# [What to work on]
Find "car tire, each" in the data, then restate the line it sits in and every later line word for word, ending with the last line.

────────────────────────────────────────

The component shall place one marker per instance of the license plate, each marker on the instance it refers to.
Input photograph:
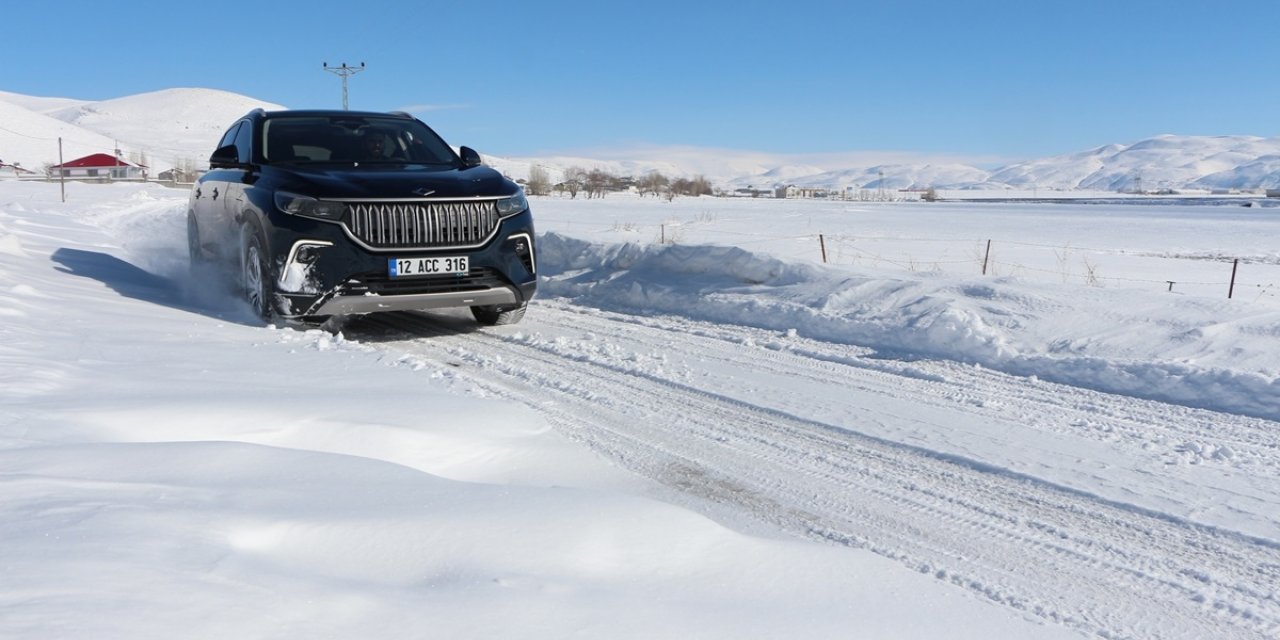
(400, 266)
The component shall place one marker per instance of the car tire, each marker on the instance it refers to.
(256, 279)
(493, 315)
(195, 251)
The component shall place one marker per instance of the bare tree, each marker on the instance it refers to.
(652, 183)
(598, 181)
(575, 178)
(539, 184)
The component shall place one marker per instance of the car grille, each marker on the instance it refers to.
(421, 224)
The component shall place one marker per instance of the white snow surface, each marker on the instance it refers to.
(699, 430)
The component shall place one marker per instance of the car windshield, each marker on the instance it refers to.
(352, 138)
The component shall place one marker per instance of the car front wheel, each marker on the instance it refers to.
(256, 280)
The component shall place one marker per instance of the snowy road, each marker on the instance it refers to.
(1114, 528)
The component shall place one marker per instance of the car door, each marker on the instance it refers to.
(211, 190)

────────────────────────────────────────

# [Final result]
The component shall place one marker per instance of the car tire, each marker on the instance it refers to.
(256, 279)
(493, 315)
(195, 251)
The component shall place one marker per instance of the bare tree, each marker on the instance it refers to.
(652, 183)
(598, 181)
(575, 178)
(539, 184)
The component shall place one marker per instance of the car grille, each marker on the instance it refers to.
(421, 224)
The component shall place one marker per instance of the white snow surface, each marker on the instance it refers to.
(699, 430)
The component shall place one marker per instance of the car windshield, each marker on the instance it refers to.
(352, 138)
The component shall place one marker per instance of the car front wheel, each marker on the instance it refers to.
(256, 280)
The component shall place one marker per instance of the snowy road, each marker on the instance it refers to.
(1114, 528)
The component shall place one marker per instance of the car door, each marker on the instance it refers to.
(211, 190)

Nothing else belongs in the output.